### Written exercise:
Reproduce all the entries precisely.

Data extracted from a collection
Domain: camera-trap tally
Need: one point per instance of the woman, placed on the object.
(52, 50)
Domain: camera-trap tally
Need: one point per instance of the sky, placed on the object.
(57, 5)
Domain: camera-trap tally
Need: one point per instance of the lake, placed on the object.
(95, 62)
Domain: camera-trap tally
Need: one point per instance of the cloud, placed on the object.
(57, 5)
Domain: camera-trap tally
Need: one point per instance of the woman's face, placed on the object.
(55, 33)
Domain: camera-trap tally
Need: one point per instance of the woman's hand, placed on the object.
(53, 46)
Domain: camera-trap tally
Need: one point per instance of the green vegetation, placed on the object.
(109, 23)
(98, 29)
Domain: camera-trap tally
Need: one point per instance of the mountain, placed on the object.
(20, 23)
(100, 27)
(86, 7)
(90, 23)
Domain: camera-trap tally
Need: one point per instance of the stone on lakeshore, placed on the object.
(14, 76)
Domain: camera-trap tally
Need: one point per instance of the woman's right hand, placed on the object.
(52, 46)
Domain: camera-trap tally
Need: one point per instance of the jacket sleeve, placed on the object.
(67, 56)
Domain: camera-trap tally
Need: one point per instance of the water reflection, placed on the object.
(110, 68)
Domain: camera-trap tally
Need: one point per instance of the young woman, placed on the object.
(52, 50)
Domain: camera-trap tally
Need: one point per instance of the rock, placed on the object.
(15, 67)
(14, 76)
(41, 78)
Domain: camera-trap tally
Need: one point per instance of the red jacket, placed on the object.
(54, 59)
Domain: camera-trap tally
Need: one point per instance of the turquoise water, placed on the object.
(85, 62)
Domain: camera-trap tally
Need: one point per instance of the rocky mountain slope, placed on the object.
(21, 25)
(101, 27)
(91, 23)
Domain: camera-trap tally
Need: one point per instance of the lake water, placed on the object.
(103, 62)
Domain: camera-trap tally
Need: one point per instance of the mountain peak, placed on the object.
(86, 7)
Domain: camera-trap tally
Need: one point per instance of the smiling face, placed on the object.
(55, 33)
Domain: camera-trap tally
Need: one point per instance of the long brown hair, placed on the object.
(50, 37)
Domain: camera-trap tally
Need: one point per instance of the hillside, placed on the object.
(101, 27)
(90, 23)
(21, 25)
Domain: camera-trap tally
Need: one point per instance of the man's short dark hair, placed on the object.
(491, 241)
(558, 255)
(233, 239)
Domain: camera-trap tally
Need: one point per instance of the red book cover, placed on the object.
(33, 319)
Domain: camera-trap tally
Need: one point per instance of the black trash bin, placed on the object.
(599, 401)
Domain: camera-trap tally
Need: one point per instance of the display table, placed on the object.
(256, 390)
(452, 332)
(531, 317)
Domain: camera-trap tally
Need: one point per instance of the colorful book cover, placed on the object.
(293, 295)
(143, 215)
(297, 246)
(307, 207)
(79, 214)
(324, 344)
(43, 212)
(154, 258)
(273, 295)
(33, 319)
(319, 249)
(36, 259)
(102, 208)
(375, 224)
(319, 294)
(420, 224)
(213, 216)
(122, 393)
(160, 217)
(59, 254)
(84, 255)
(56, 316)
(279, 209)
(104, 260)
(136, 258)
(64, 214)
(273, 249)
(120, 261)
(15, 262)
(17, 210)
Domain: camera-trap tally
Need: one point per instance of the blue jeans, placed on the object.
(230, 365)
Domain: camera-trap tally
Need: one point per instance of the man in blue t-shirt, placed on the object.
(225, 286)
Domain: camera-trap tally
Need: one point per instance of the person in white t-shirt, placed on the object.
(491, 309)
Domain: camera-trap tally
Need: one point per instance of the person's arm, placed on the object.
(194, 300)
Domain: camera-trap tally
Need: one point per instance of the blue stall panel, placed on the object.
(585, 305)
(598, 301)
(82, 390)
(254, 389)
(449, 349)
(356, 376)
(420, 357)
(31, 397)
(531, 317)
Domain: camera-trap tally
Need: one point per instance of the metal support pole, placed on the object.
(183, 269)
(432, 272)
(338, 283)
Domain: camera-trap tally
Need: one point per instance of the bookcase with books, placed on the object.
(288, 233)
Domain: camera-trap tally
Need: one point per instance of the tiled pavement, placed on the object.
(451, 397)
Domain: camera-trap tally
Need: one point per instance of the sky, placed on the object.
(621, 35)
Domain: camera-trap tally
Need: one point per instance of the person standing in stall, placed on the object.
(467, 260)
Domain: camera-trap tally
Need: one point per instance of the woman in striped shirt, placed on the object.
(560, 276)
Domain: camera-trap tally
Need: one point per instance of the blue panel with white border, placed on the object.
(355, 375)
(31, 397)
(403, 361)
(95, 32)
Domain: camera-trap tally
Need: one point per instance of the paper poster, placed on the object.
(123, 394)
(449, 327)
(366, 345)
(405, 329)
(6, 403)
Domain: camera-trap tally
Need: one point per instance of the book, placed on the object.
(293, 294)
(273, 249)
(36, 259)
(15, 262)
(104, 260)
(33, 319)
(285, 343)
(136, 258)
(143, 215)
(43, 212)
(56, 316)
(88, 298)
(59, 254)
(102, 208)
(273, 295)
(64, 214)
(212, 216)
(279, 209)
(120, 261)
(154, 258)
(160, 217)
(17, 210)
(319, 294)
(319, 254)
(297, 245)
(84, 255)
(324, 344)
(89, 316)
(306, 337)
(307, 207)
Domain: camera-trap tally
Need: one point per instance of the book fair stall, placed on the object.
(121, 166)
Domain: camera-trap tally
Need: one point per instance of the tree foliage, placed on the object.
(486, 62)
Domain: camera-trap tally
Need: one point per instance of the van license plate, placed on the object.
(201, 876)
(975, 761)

### Task answer:
Domain: camera-trap tally
Need: one point per instance of the woman, placed on the object.
(52, 50)
Domain: camera-trap tally
Need: one point per instance of the sky, placed on the object.
(57, 5)
Domain: camera-trap tally
Need: one point per instance of the lake, placed on the object.
(95, 62)
Domain: camera-trap tally
Need: one point per instance of the cloud, placed on the object.
(57, 5)
Domain: camera-trap tally
Need: one point per instance of the woman's face, placed on the object.
(55, 33)
Domain: camera-trap tally
Need: one point per instance of the woman's hand, placed on the object.
(53, 46)
Domain: camera-trap tally
Need: one point per instance of the green vegetation, placed on the object.
(109, 23)
(98, 29)
Domain: camera-trap tally
Need: one point per instance of the mountain, placed on the object.
(20, 23)
(100, 27)
(86, 7)
(90, 23)
Domain: camera-trap tally
Need: one point per instance of the stone on lakeshore, placed on the object.
(14, 76)
Domain: camera-trap tally
Need: one point per instance of the woman's right hand, placed on the object.
(52, 46)
Domain: camera-trap tally
Need: one point per instance of the jacket sleeve, placed on the object.
(67, 56)
Domain: camera-trap tally
Need: one point per instance of the water reflection, placed on the object.
(110, 68)
Domain: camera-trap tally
Need: one point per instance of the young woman, placed on the object.
(52, 50)
Domain: camera-trap tally
Need: one point per instance of the rock, placed on the object.
(15, 67)
(14, 76)
(41, 78)
Domain: camera-trap tally
Need: one point per instance of the red jacket, placed on the object.
(54, 59)
Domain: camera-trap tally
Need: one point per instance of the turquoise water, placed on the object.
(85, 62)
Domain: camera-trap tally
Need: one point per instance of the rocky mountain slope, placed on the object.
(21, 25)
(101, 27)
(91, 23)
Domain: camera-trap tally
Need: one point per instance of the lake water, placed on the object.
(103, 62)
Domain: camera-trap tally
Need: one point per instance of the mountain peak, placed on the object.
(86, 7)
Domain: camera-trap tally
Need: one point per instance of the smiling face, placed on the object.
(55, 33)
Domain: camera-trap tally
Need: one point per instance of the long brown hair, placed on the object.
(50, 37)
Domain: camera-trap tally
Need: one point per instance of the hillside, placed on the object.
(101, 27)
(90, 23)
(21, 25)
Domain: camera-trap tally
Need: one point per instance of the man's short dark hair, placed on the object.
(491, 241)
(558, 255)
(233, 239)
Domain: camera-trap tally
Need: one point per instance of the red book cover, placed on the object.
(33, 319)
Domain: camera-trap tally
Need: one point per instance of the black trash bin, placed on the object.
(599, 401)
Domain: camera-trap tally
Need: one point per instance of the display table, placed on the object.
(256, 390)
(452, 332)
(531, 317)
Domain: camera-trap tally
Need: one point per instance of the colorful book cover, placed on the object.
(293, 295)
(143, 215)
(297, 246)
(307, 207)
(79, 214)
(324, 344)
(43, 212)
(154, 258)
(273, 295)
(33, 319)
(319, 249)
(36, 259)
(102, 208)
(375, 224)
(319, 294)
(420, 224)
(213, 216)
(122, 393)
(160, 217)
(59, 254)
(84, 255)
(56, 316)
(279, 209)
(104, 260)
(136, 258)
(64, 214)
(273, 249)
(120, 261)
(15, 262)
(17, 210)
Domain: camera-trap tally
Need: one point per instance of the blue jeans, placed on the object.
(230, 365)
Domain: camera-trap tally
Need: one point per instance of the man in blue t-shirt, placed on the object.
(225, 286)
Domain: camera-trap tally
Need: one point per instance of the person in white t-shirt, placed on the object.
(491, 309)
Domain: camera-trap tally
Need: one point per instance of the person's arm, placed on the object.
(194, 300)
Domain: camera-trap tally
Need: one point per instance of the blue stall panel, placed on the object.
(585, 305)
(598, 301)
(82, 390)
(254, 389)
(449, 349)
(356, 376)
(420, 357)
(31, 397)
(531, 317)
Domain: camera-trap tally
Need: one point per instance of the metal support pole, placed on the object.
(183, 269)
(432, 272)
(338, 283)
Domain: camera-trap tally
Need: one point per instance of the bookcase with books, placed on the object.
(288, 233)
Domain: camera-trap tally
Need: one point per instance of the tiled pavement, placed on the object.
(451, 397)
Domain: camera-trap tally
Need: one point per instance of the sky, placed on the object.
(621, 35)
Domain: camera-trap tally
Need: one point per instance of the person standing in stall, placed on the object.
(467, 260)
Domain: camera-trap tally
Need: one point per instance of the woman in striped shirt, placed on the object.
(560, 276)
Domain: camera-trap tally
Need: one point per instance of the blue panel with white border, placed on the object.
(355, 375)
(31, 397)
(403, 361)
(95, 32)
Domain: camera-trap tally
Need: one point per instance of the paper poster, placed on the object.
(123, 394)
(449, 327)
(366, 345)
(405, 329)
(6, 403)
Domain: camera-trap tally
Need: one point per instance of the book, placed on the object.
(293, 294)
(273, 249)
(36, 259)
(15, 262)
(104, 260)
(33, 319)
(285, 343)
(136, 258)
(143, 215)
(43, 212)
(56, 316)
(88, 298)
(59, 254)
(102, 208)
(273, 295)
(64, 214)
(212, 216)
(279, 209)
(120, 261)
(154, 258)
(160, 217)
(17, 210)
(319, 294)
(319, 254)
(297, 245)
(84, 255)
(324, 344)
(89, 316)
(306, 337)
(307, 207)
Domain: camera-trap tally
Need: one point per instance of the book fair stall, placed on the object.
(121, 166)
Domain: camera-trap tally
Need: one point per instance of the tree foliage, placed on the object.
(486, 62)
Domain: camera-trap tally
Need: one point per instance of the van license plate, placed on the object.
(201, 876)
(975, 761)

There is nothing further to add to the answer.